WORK TO COMPLETE
Rewrite the material from the line containing "Exercise. Point out the rear spoiler" through the line containing "[(112, 387), (618, 285), (626, 233)]", swapping "marker" for "dot" and leaving everything else unchanged. Give back only those lines.
======
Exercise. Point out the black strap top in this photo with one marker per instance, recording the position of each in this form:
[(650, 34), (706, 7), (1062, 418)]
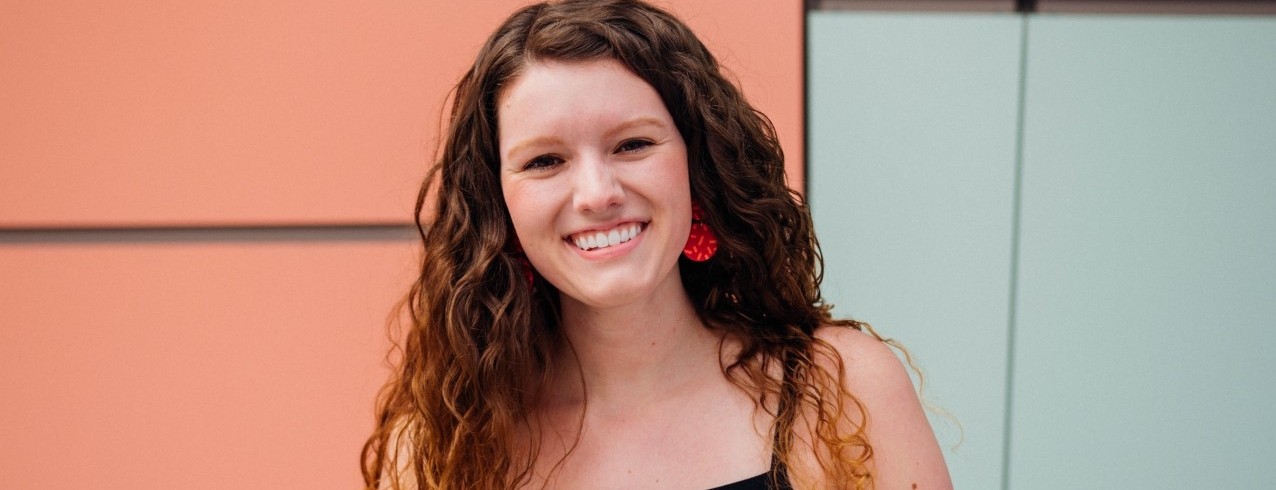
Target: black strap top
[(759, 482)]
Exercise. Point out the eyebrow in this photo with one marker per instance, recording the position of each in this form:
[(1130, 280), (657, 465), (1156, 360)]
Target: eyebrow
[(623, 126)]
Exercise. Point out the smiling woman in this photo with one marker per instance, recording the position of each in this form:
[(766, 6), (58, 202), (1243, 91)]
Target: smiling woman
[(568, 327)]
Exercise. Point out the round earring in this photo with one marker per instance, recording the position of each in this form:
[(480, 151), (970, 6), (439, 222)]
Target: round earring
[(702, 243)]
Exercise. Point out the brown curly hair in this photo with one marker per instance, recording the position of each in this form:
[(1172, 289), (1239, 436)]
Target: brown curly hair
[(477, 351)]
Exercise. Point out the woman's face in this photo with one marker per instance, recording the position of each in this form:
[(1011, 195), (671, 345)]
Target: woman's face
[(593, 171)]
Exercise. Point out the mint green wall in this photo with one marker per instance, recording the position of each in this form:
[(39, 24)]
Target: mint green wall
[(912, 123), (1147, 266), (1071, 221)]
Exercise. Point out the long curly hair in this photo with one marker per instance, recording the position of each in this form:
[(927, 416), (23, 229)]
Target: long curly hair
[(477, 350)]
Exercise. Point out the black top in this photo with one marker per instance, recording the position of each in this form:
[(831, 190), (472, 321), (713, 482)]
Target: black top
======
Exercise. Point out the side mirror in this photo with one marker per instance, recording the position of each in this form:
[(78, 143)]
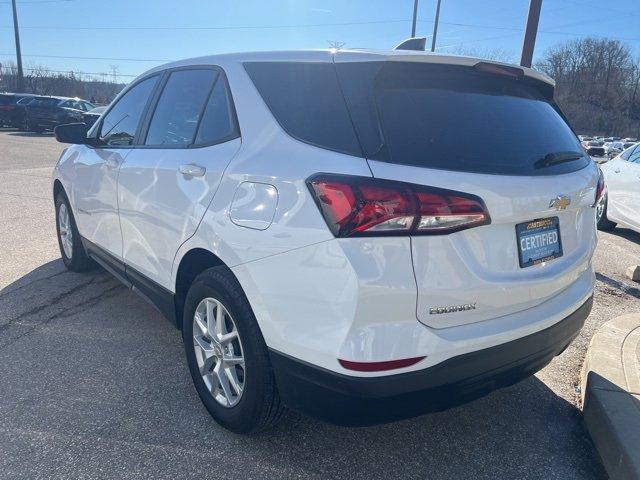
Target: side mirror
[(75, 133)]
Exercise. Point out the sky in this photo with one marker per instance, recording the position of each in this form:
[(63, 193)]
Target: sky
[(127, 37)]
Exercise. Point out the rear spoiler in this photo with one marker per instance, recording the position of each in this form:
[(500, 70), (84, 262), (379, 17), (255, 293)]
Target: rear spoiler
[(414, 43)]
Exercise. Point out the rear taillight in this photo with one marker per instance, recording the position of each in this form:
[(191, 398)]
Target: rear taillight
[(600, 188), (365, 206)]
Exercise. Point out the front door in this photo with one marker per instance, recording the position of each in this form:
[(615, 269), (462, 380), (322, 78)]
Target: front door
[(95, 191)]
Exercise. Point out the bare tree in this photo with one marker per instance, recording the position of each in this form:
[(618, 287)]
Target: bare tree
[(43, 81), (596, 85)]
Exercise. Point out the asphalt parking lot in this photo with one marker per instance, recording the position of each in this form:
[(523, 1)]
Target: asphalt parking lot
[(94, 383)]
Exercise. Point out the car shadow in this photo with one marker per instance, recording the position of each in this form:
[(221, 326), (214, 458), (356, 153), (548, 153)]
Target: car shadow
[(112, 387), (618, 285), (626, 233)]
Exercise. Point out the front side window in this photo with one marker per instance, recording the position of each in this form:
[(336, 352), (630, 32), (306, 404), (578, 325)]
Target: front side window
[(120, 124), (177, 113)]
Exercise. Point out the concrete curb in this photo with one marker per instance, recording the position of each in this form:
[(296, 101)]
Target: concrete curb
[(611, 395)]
======
FULL RESPONSE
Exercise. Point out the rear spoiler in this photo with one dot per instance, recording the position of each in this form:
[(500, 70), (84, 262), (379, 17), (255, 293)]
Target: rear spoiler
[(414, 43)]
Exercise. Point out the rear taillight in this photo with one dot per instance, recording the position of each in this form:
[(191, 398)]
Target: rear taillight
[(600, 188), (365, 206)]
Exercise. Point out the front door in this photo with one dot per instance, recording the position of each in this form:
[(615, 269), (462, 380), (322, 78)]
Target: front door
[(95, 191)]
Exercise. Point out the bare tree in this photo with one dot per instance, recording the position of each in this form:
[(618, 287)]
Target: bare tree
[(43, 81), (596, 85)]
Exercise. Point out the asphalt parking lot in this photo with one dot per instance, recording the position of each in this form:
[(523, 1)]
Target: asphalt parking lot
[(94, 383)]
Exercise. Point out the car shadow in this photo with one dot per instance, recording the position of each in this form:
[(221, 326), (214, 458), (356, 153), (548, 153)]
Target: car shadow
[(112, 387), (618, 285), (626, 233)]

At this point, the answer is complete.